▶ **TASK**:
Write each line exactly as it stands, from the line containing "label the flower" through the end of the data.

▶ **TASK INPUT**:
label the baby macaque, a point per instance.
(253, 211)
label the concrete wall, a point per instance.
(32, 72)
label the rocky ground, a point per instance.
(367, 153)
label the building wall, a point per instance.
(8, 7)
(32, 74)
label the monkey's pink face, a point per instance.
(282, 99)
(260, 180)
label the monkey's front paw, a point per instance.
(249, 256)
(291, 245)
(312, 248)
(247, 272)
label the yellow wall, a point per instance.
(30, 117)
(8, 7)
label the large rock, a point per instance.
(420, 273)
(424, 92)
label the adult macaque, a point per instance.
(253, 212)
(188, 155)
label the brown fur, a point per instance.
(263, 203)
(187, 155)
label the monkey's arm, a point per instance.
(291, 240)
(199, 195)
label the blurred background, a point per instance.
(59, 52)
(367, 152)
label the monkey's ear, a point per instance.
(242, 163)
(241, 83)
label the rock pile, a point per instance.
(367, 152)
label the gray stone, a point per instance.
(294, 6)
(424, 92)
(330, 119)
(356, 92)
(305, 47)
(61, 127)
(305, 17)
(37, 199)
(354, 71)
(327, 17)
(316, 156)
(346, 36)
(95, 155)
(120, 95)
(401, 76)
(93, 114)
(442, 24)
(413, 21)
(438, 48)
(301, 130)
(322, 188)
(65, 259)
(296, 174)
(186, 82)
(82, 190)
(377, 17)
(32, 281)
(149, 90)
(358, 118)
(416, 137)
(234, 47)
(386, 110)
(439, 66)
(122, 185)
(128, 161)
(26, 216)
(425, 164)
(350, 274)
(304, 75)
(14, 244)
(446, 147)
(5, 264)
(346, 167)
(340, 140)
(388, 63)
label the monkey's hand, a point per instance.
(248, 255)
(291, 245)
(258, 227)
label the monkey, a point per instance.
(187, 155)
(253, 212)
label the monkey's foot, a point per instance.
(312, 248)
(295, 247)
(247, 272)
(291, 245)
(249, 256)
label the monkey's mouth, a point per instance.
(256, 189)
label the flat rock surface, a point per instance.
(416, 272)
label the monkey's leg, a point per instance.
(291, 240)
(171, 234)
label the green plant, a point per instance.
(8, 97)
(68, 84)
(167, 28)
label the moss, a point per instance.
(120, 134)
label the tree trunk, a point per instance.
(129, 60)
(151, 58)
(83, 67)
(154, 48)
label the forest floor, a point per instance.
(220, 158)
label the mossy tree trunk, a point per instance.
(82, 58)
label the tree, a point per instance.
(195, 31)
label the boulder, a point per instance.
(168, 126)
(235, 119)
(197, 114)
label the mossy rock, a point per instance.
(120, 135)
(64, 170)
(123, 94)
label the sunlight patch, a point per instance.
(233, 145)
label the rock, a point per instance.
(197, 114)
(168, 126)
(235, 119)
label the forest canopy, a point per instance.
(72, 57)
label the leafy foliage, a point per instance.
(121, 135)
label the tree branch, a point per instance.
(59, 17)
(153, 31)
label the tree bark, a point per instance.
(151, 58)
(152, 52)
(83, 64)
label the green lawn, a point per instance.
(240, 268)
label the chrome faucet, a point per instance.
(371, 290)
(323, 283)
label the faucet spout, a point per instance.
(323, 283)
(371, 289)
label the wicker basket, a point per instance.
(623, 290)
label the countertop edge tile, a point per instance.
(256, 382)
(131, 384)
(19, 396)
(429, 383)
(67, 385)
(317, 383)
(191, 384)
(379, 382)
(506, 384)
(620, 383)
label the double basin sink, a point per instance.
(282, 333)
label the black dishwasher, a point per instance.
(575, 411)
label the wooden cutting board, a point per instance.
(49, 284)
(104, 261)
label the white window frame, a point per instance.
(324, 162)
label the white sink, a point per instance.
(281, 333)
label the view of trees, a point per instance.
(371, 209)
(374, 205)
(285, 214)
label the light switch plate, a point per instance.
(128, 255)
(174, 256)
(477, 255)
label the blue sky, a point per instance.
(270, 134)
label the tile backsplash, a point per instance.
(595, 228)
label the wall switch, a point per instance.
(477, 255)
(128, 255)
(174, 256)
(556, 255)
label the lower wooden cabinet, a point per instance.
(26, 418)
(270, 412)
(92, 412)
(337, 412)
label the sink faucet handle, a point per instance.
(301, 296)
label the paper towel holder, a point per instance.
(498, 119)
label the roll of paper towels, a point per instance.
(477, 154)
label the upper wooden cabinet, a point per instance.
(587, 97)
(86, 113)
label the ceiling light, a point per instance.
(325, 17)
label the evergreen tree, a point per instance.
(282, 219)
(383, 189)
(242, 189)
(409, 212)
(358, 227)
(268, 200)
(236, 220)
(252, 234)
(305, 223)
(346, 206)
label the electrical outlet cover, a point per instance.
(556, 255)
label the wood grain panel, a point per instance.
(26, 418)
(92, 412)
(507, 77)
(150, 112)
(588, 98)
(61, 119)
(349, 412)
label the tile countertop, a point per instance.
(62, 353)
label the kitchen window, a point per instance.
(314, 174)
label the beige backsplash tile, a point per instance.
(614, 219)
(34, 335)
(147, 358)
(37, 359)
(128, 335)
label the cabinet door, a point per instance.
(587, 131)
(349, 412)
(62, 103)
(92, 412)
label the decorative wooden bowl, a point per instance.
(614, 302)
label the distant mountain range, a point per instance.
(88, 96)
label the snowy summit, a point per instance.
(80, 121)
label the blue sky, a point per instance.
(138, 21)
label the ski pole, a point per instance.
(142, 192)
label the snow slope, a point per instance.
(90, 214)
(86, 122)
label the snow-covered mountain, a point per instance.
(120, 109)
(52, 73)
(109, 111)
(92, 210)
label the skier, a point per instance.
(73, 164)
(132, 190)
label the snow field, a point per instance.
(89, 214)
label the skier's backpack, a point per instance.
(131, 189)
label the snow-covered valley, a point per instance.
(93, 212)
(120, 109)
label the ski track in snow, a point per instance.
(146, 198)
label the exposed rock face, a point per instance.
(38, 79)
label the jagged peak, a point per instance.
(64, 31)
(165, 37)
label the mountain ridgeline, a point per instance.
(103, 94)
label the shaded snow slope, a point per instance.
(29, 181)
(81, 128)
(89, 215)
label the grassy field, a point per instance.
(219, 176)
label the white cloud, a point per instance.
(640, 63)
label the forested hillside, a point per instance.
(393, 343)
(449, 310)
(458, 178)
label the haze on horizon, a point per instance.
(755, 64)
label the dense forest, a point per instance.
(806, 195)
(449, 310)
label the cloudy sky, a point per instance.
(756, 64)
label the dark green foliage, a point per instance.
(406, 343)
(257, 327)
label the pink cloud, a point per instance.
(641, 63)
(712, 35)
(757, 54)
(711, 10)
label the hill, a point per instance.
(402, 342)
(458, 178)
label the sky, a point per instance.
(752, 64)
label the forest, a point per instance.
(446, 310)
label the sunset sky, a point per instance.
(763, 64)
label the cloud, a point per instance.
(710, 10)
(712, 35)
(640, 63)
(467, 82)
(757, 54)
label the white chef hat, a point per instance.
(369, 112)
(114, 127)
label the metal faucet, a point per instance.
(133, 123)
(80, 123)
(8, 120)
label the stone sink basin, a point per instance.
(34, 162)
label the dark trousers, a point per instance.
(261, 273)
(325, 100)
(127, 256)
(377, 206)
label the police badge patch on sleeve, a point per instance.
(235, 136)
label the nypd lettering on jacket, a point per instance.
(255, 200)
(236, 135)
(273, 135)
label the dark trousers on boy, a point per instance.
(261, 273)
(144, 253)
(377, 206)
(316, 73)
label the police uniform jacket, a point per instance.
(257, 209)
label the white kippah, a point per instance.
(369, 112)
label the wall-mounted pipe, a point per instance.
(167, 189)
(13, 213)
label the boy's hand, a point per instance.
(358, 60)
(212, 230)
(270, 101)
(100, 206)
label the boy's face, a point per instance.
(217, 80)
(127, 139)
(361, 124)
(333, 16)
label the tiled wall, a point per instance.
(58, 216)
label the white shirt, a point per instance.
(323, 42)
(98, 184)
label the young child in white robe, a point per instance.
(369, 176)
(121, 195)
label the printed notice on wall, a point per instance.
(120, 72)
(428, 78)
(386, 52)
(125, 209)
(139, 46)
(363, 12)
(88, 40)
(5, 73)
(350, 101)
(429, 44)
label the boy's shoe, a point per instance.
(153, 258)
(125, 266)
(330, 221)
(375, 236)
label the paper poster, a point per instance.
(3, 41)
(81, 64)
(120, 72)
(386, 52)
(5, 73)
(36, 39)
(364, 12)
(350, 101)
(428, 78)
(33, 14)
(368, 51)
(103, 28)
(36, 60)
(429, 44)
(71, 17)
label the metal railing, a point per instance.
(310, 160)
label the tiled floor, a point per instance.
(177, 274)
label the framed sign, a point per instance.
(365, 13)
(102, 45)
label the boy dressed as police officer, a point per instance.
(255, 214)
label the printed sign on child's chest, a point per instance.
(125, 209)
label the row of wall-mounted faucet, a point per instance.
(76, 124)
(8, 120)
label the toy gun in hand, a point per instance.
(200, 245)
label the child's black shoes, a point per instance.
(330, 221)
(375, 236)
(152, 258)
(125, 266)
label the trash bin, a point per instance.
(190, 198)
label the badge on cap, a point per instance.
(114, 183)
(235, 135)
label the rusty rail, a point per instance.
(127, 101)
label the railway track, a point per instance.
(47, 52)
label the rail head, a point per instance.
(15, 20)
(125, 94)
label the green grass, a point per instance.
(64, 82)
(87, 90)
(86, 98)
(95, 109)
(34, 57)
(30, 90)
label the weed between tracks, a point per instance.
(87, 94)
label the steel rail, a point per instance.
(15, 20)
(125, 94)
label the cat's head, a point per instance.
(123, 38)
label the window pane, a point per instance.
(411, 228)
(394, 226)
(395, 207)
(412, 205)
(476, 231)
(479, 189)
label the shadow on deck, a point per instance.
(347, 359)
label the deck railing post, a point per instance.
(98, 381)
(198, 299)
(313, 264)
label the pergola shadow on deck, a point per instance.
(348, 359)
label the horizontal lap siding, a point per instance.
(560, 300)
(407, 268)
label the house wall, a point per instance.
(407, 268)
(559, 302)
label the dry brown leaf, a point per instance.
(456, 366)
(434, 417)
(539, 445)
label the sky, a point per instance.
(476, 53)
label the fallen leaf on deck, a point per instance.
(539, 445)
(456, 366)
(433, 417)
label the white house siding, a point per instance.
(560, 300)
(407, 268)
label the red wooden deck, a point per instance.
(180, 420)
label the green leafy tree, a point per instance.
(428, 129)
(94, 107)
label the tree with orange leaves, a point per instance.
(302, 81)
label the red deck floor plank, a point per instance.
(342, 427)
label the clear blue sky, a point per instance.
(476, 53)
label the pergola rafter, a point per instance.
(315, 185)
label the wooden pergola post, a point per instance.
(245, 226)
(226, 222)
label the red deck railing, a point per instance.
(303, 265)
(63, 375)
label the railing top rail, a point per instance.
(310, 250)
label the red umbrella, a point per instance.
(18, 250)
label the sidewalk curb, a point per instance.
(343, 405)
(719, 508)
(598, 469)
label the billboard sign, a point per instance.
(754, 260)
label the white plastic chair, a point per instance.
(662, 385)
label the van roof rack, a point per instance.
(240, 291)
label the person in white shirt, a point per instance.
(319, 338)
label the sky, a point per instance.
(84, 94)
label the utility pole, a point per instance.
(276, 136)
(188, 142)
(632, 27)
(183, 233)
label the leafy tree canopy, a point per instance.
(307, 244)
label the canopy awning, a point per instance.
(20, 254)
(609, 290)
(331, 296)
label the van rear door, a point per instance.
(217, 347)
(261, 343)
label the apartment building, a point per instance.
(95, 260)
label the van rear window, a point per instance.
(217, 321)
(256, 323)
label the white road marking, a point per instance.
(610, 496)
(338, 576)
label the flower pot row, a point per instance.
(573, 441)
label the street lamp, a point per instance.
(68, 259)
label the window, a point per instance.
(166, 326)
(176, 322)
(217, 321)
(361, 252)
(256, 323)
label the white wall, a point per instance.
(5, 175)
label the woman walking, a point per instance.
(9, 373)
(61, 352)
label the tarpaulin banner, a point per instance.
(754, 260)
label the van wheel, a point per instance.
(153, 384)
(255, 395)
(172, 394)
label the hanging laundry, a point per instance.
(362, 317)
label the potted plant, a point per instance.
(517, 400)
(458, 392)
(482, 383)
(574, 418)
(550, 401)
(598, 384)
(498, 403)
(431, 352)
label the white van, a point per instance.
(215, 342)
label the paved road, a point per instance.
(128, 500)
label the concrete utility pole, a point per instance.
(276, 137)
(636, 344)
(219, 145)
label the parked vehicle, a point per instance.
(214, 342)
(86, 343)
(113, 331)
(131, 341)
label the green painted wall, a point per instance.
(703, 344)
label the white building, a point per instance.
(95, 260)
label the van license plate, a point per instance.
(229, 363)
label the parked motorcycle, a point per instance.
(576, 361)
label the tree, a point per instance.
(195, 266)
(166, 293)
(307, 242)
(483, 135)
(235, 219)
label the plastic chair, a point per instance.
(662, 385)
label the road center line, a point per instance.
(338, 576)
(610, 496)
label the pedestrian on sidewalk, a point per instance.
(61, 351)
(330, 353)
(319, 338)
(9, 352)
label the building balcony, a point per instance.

▶ **EXERCISE ANSWER**:
label the flower pot row, a point per instance.
(573, 441)
label the street lamp, a point per instance.
(68, 259)
label the window, a point per instance.
(166, 326)
(176, 322)
(217, 321)
(361, 252)
(256, 323)
label the white wall, a point per instance.
(5, 175)
label the woman walking, a point per instance.
(9, 373)
(61, 352)
label the tarpaulin banner, a point per instance.
(754, 260)
label the van wheel, a point per instance.
(153, 384)
(255, 395)
(172, 394)
label the hanging laundry, a point per instance.
(362, 317)
label the potted plant, a point per instance.
(517, 400)
(458, 392)
(482, 383)
(574, 418)
(550, 401)
(598, 384)
(498, 403)
(431, 352)
label the white van, a point per instance.
(215, 342)
label the paved road, a point per instance.
(128, 500)
label the concrete utility pole, a point per instance.
(276, 137)
(636, 344)
(219, 145)
label the parked vehicle, a point per instance.
(214, 342)
(86, 343)
(113, 331)
(131, 341)
label the green painted wall, a point per instance.
(703, 344)
label the white building, a point per instance.
(95, 260)
label the van license plate, a point per instance.
(229, 363)
label the parked motorcycle, a point per instance.
(576, 361)
label the tree, a point per instance.
(195, 266)
(166, 293)
(307, 242)
(483, 135)
(235, 219)
label the plastic chair, a point per instance.
(662, 385)
label the road center line, a point per instance.
(338, 576)
(610, 496)
label the pedestrian on sidewalk, a point per instance.
(61, 351)
(330, 353)
(319, 338)
(9, 352)
label the building balcony, a point per instance.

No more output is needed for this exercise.